## Instruction A:
Answer these questions about the post on VS2010 publishing locations:
(i) What three configurations does the writer want to divide the solution into?
(ii) Besides publishing location, what two things will differ between the three builds?
(iii) According to the reply, what is the easiest way to change the deployment?
## Instruction B:
Reproduce the passage of the post on VS2010 publishing locations word for word, from "For now I get" up to and including "to achive this?".

## Given text:
VS2010 Different publishing locations based on configuration

I'm trying to divide my solution by three configurations:
Development
Testing
Release
All above will have different publishing location, so users can work with release, do their test in testing and see what is new in development release. All three versions will be build with different name postfixes and icons and installed on each user workstation.
For now I get :
Unable to install this application because an application with the
same identity is already installed. To install this application,
either modify the manifest version for this application or uninstall
the preexisting application."
I can't even install this more than once at one workstation.
So What can I do to achive this?
You can not install the same application multiple times unless you change the deployment. The easiest way to do this is by changing the assembly name. This article explains this.
As time past, I can now see that the solution was quite close, just required me to be able to specify my requirements first.

[Stored dataset items]
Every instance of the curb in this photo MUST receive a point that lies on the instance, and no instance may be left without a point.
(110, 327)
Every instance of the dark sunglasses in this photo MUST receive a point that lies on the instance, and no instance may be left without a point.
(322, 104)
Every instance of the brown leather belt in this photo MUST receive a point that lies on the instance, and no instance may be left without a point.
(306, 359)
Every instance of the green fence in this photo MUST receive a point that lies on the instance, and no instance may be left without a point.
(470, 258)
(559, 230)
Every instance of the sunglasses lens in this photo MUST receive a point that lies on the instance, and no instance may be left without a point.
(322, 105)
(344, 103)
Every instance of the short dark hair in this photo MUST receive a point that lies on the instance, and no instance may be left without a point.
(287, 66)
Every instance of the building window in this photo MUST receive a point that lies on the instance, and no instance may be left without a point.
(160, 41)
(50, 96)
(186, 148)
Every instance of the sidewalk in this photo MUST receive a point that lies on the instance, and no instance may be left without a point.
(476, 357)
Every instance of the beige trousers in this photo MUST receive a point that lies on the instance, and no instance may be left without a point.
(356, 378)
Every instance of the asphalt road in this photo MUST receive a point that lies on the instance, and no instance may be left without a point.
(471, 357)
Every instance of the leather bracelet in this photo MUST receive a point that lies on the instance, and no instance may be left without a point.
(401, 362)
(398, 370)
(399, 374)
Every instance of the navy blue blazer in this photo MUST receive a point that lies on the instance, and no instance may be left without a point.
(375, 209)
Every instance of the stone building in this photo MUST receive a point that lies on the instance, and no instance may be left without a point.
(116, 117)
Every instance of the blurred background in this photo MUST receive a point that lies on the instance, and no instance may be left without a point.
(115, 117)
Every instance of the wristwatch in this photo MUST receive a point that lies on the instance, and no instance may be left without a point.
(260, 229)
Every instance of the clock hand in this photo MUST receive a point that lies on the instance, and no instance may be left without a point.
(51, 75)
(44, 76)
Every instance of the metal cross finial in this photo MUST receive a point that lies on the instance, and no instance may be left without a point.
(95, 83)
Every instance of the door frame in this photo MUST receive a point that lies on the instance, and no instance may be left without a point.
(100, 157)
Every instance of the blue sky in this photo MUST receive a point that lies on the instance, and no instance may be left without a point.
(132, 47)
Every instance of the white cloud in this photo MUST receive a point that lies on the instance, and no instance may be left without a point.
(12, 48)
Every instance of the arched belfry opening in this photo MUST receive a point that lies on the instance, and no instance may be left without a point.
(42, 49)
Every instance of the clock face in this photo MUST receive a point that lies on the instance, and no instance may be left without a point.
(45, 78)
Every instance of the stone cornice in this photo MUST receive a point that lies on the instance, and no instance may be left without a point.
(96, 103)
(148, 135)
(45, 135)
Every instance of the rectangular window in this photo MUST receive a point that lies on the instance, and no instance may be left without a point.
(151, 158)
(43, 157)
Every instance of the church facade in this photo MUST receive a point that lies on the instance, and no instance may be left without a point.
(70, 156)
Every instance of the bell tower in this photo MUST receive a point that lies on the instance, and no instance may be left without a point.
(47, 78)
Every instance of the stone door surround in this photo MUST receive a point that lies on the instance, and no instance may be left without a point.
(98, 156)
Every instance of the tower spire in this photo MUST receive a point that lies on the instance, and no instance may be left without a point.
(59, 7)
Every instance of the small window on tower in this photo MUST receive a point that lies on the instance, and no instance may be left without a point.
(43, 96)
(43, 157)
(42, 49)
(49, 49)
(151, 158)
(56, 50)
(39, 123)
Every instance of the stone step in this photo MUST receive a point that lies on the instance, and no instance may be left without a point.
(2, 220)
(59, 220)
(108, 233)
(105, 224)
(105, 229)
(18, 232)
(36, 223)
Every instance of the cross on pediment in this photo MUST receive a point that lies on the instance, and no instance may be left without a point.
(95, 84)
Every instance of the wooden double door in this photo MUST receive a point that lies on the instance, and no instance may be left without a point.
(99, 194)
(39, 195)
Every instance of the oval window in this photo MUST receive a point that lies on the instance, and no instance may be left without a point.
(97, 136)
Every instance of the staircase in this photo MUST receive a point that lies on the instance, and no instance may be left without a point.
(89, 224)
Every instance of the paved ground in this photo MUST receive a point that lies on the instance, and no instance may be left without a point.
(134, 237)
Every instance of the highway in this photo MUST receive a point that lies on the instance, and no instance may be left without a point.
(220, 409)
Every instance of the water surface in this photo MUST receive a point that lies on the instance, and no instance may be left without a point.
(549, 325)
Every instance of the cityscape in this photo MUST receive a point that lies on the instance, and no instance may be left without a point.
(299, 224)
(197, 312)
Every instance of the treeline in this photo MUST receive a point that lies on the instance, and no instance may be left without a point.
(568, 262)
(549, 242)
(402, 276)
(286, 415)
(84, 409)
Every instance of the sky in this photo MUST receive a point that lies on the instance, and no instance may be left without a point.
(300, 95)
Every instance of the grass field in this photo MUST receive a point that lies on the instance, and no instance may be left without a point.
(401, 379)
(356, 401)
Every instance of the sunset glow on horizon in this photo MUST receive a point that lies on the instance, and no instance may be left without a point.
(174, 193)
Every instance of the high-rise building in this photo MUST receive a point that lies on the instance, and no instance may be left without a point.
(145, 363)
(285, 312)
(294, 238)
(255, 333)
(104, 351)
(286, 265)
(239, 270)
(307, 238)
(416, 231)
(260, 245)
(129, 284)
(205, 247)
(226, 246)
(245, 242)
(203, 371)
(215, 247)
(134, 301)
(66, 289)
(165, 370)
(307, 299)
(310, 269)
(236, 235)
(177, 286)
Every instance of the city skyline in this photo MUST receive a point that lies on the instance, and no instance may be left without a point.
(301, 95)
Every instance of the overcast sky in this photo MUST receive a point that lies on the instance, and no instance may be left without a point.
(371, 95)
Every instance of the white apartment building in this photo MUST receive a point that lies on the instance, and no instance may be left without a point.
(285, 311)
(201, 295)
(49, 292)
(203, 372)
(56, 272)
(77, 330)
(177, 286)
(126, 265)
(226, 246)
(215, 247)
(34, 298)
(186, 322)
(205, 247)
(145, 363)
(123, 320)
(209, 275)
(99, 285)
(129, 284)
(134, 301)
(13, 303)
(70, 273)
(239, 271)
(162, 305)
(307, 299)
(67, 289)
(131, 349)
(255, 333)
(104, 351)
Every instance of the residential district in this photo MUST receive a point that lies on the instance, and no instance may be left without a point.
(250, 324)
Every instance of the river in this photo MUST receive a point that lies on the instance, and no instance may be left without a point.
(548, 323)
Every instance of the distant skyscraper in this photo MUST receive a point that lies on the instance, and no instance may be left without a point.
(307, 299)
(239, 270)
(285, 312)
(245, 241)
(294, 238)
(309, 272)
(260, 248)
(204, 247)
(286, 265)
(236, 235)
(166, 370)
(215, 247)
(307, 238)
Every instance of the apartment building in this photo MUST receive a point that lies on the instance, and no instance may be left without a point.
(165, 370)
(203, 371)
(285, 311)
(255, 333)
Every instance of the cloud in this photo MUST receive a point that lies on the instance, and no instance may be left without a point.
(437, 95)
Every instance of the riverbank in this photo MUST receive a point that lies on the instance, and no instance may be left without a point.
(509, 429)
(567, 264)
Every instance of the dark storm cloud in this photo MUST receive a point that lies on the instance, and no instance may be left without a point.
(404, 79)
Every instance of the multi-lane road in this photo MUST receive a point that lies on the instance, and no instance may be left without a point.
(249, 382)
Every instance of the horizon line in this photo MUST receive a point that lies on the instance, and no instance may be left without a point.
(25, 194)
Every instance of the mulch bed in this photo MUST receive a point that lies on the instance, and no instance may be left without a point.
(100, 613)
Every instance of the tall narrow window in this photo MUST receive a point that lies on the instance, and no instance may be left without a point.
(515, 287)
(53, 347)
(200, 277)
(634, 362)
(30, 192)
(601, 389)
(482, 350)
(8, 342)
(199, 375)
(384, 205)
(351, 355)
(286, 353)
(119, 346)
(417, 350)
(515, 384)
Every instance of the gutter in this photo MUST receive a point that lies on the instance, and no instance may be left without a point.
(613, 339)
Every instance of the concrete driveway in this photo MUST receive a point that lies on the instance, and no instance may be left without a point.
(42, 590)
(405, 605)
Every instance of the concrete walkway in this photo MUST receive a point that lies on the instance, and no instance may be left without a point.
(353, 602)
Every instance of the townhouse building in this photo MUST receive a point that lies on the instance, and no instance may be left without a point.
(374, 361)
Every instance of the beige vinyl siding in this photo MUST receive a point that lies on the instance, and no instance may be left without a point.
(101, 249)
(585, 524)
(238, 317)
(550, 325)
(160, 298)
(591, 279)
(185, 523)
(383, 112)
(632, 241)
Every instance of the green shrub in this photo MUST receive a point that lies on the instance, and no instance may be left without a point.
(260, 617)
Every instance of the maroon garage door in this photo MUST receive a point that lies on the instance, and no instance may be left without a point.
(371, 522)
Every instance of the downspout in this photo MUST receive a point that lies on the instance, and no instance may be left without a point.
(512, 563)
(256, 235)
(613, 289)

## Written reply A:
(i) Development, Testing and Release.
(ii) The name postfixes and the icons.
(iii) Changing the assembly name.

## Written reply B:
For now I get :
Unable to install this application because an application with the
same identity is already installed. To install this application,
either modify the manifest version for this application or uninstall
the preexisting application."
I can't even install this more than once at one workstation.
So What can I do to achive this?